## Requirement
Which lines of the entries below include "turkish"? List them all.
=== Begin Enclosure ===
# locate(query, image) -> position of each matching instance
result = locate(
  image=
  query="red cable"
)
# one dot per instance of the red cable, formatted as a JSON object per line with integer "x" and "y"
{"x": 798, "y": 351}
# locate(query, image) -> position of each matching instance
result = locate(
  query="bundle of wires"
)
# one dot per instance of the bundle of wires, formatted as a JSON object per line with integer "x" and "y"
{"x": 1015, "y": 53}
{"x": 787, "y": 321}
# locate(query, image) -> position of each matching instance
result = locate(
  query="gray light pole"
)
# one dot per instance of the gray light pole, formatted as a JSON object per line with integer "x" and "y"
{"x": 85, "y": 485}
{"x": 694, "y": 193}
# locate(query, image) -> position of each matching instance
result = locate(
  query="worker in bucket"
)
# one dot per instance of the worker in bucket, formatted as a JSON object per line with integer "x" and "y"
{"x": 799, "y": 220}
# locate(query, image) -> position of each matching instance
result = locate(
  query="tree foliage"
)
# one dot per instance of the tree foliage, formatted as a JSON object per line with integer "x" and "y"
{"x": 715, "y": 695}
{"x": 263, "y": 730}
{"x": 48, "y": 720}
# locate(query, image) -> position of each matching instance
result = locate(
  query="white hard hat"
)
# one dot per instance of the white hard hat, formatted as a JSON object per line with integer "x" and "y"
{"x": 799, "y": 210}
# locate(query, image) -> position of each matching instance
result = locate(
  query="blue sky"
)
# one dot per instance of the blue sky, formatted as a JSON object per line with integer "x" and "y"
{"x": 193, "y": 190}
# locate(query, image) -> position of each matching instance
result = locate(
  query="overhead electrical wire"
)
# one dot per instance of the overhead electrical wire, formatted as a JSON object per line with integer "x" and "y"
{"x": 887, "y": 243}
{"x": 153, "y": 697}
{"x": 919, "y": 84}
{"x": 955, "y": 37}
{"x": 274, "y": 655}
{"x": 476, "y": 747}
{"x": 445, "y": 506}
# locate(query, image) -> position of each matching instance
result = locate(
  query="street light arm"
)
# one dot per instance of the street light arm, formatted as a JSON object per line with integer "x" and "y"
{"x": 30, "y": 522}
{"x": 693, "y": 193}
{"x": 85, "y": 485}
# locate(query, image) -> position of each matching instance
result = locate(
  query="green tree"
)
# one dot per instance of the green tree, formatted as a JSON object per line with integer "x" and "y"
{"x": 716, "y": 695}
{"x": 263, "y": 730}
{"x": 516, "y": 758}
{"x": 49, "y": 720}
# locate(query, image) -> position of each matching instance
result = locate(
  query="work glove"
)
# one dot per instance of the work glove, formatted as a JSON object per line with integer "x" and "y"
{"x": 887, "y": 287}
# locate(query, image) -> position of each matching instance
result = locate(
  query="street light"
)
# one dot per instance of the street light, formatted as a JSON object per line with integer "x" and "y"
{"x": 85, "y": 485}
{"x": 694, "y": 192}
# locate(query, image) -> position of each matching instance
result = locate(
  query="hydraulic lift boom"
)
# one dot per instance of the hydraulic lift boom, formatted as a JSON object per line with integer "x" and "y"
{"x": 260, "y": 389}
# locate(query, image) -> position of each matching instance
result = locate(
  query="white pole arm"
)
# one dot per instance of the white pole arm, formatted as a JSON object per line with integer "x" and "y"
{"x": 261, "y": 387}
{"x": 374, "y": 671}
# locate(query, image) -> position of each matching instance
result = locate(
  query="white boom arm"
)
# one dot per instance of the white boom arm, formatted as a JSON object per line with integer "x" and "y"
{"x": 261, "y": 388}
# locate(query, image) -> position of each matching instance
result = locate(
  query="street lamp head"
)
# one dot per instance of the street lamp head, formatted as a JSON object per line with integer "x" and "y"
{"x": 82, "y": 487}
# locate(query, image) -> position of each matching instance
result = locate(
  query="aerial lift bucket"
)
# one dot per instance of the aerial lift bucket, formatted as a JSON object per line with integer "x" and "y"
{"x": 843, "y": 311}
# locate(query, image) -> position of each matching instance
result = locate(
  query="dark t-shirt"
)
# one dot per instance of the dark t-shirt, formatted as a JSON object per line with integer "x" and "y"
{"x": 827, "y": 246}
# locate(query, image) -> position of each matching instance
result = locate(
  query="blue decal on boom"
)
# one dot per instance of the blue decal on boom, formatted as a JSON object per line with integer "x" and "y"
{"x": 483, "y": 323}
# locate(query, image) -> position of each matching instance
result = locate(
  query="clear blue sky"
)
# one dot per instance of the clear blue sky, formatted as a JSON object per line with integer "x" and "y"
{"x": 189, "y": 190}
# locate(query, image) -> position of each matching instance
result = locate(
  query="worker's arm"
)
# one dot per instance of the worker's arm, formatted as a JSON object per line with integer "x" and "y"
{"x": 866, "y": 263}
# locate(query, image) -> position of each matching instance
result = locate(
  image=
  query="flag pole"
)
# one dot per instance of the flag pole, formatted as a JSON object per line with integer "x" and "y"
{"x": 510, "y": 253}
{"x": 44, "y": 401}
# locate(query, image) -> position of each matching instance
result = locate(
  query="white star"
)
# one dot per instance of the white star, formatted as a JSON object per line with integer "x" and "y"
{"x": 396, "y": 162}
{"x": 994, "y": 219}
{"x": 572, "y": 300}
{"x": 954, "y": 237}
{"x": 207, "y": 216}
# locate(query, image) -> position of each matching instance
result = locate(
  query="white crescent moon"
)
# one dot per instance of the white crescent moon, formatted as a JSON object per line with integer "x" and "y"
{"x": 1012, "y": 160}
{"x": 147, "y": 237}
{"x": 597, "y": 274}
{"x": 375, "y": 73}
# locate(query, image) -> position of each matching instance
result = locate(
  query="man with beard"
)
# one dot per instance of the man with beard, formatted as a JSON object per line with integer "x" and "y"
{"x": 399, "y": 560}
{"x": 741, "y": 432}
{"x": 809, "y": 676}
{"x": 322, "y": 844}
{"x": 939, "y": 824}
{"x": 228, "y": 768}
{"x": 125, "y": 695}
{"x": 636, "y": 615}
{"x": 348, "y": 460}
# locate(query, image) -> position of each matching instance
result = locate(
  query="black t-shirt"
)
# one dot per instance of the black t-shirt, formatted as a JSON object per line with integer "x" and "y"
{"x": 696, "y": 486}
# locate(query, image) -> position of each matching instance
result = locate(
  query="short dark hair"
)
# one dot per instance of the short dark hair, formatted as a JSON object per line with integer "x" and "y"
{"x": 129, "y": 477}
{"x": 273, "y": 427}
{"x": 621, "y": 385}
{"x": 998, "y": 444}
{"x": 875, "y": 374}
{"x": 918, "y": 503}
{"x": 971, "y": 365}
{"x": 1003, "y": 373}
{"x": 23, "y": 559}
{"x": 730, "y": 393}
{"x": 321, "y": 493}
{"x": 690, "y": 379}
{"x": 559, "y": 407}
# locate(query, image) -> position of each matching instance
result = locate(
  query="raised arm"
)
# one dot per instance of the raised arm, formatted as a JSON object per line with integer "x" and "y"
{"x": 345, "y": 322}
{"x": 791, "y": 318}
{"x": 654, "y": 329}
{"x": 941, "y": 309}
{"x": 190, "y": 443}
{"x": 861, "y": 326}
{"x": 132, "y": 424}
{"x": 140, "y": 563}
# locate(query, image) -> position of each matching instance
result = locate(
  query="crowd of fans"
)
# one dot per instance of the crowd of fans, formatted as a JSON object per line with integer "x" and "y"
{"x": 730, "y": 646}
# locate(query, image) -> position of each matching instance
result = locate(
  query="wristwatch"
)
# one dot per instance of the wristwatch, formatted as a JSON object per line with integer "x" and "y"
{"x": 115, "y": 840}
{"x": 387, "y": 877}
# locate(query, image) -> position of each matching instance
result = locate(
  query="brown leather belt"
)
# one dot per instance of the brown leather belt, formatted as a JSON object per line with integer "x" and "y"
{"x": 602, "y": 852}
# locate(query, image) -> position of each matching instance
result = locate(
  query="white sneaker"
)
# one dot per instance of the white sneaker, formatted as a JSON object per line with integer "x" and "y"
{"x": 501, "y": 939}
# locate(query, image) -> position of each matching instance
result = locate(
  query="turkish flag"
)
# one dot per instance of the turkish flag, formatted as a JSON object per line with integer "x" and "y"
=== End Enclosure ===
## Written solution
  query="turkish flag"
# one dot per instance of the turkish flag, formatted as a JSON object per line with integer "x" and "y"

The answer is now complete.